• TASK STATEMENT: Would you please transcribe the data in full and exactly, excluding images?

Stored items:
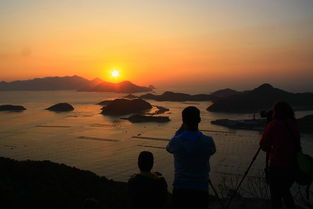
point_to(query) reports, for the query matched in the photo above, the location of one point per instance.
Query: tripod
(244, 176)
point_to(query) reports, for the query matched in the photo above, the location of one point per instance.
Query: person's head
(191, 117)
(283, 111)
(145, 161)
(91, 203)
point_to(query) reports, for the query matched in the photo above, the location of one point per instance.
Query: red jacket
(281, 140)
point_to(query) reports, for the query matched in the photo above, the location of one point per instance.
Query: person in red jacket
(281, 141)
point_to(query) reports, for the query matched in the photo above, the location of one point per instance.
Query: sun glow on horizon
(115, 73)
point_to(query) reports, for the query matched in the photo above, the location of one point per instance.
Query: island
(12, 108)
(72, 83)
(125, 106)
(261, 98)
(147, 118)
(61, 107)
(176, 97)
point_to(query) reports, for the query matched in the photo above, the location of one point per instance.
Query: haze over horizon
(200, 45)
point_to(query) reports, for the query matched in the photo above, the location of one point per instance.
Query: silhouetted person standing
(147, 189)
(281, 140)
(192, 151)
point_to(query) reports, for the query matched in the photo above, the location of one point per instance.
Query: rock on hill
(44, 184)
(49, 185)
(259, 99)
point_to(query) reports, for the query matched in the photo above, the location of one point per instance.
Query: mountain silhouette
(261, 98)
(122, 87)
(71, 83)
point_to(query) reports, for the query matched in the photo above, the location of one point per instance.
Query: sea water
(109, 146)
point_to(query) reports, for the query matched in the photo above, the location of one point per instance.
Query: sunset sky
(201, 44)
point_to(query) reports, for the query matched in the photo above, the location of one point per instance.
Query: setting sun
(115, 73)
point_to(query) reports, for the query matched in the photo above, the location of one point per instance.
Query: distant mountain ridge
(71, 83)
(261, 98)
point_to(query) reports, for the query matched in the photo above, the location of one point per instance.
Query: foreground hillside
(44, 184)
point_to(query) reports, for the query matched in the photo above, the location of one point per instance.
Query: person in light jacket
(192, 151)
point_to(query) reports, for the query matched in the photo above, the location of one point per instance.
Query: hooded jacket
(192, 151)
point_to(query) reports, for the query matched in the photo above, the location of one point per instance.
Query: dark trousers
(281, 179)
(184, 198)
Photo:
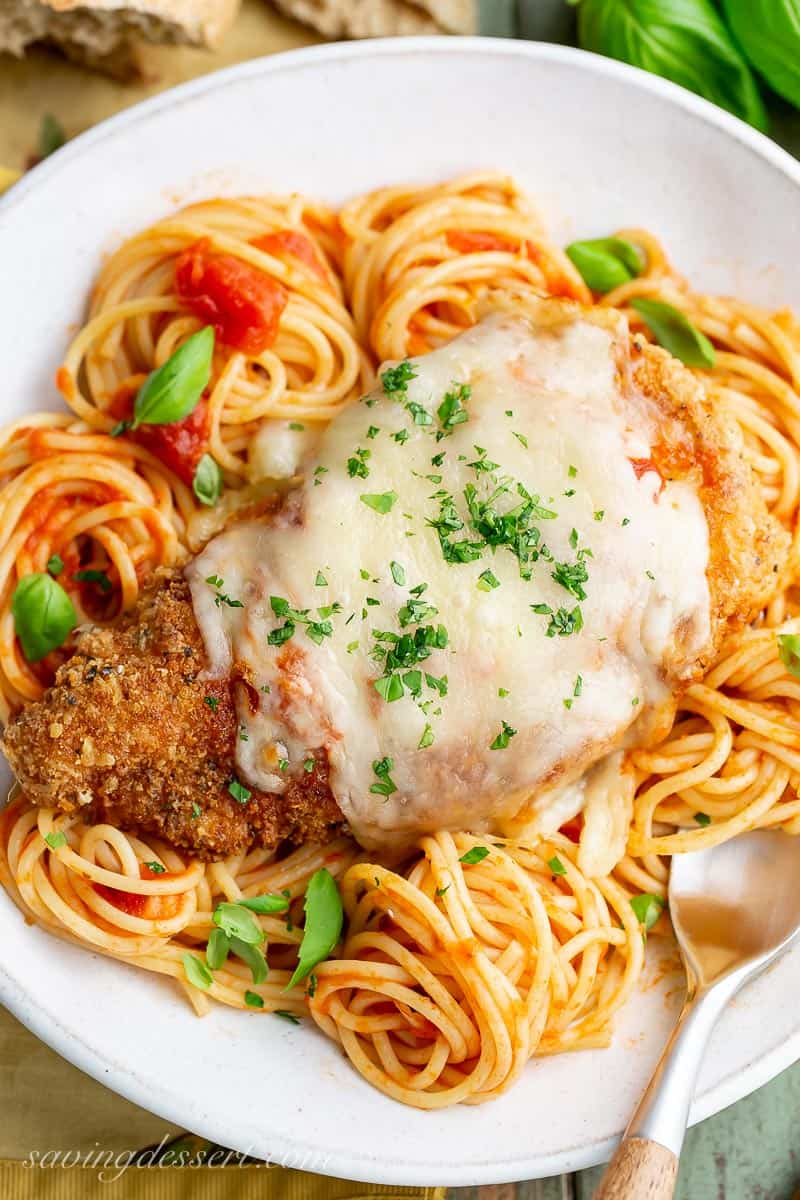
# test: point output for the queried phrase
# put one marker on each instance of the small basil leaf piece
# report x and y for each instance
(323, 928)
(173, 390)
(50, 136)
(675, 333)
(647, 909)
(685, 41)
(788, 647)
(252, 957)
(265, 904)
(238, 922)
(217, 949)
(769, 34)
(43, 615)
(606, 263)
(197, 972)
(206, 484)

• ANSWER BELOW:
point_to(query) reports, for the query matched in the photo above, the location of one point per instance.
Query: tripod
(244, 176)
point_to(query) reports, for the query matched in the photo above, the location of one point per instance.
Query: person's head
(191, 117)
(283, 111)
(145, 161)
(91, 203)
point_to(query) reports, for the query matched in the photo above, the location of one point per instance.
Query: red jacket
(281, 140)
point_to(query) reports, for the query matched in the photo above, the location of one point per instance.
Query: person in red jacket
(281, 141)
point_to(query) reports, for the query matched in the photo above, the location of one point per instance.
Query: sun glow on horizon
(115, 73)
point_to(query) reports, for the query matched in the photo above, the location of one point per instance.
Query: island
(12, 108)
(72, 83)
(125, 106)
(261, 98)
(147, 118)
(61, 107)
(176, 97)
point_to(query) reports, for the query matched in the photo above, the location of one point per instance.
Query: haze over horizon
(200, 45)
point_to(query) reports, for the query matched in the photo above, the location of one point per instance.
Query: silhouetted person standing
(147, 189)
(281, 140)
(192, 151)
point_to(query) reports, for the query matched in the photo above, the location of one point per instance.
Query: rock on hill
(44, 184)
(49, 185)
(259, 99)
point_to(query) reports, for the query matched in the photo above, the location of one point per instance.
Query: mountain silhouette
(261, 98)
(122, 87)
(71, 83)
point_to(query) reports, for the query matched in the photo above, the location of one point per instance.
Query: sea water
(109, 146)
point_to(query) reports, for the query matched in the photo above, the location of one point per instance.
Query: sunset sky
(201, 44)
point_to(query) reports, for the query matched in the photo above, the location of one point per instance.
Query: setting sun
(115, 73)
point_to(query) reports, for the query matched in the photo above, the location of one point per instance.
Query: distant mountain ridge
(71, 83)
(261, 98)
point_to(query) reports, for the query matched in the photo above, the location of one point per instance.
Query: foreground hillside
(44, 184)
point_to(query) reports, for the query matched in the photo above, the location of one point per instance.
Query: person in light jacket
(192, 151)
point_to(query) reports, for the query matched in the photo above, the location of one point per instance.
Query: hooded jacket
(192, 151)
point_to(query) reports, for the query matched in the photo above, the location of one point per instance.
Query: dark trousers
(281, 179)
(184, 198)
Photo:
# test: point output for the queried phrase
# put one marker on each instance of the small basil leaf piece
# report x and y for each instance
(323, 928)
(173, 390)
(50, 136)
(675, 333)
(647, 909)
(685, 41)
(788, 647)
(252, 957)
(265, 904)
(238, 922)
(217, 949)
(769, 34)
(43, 615)
(606, 263)
(197, 972)
(206, 484)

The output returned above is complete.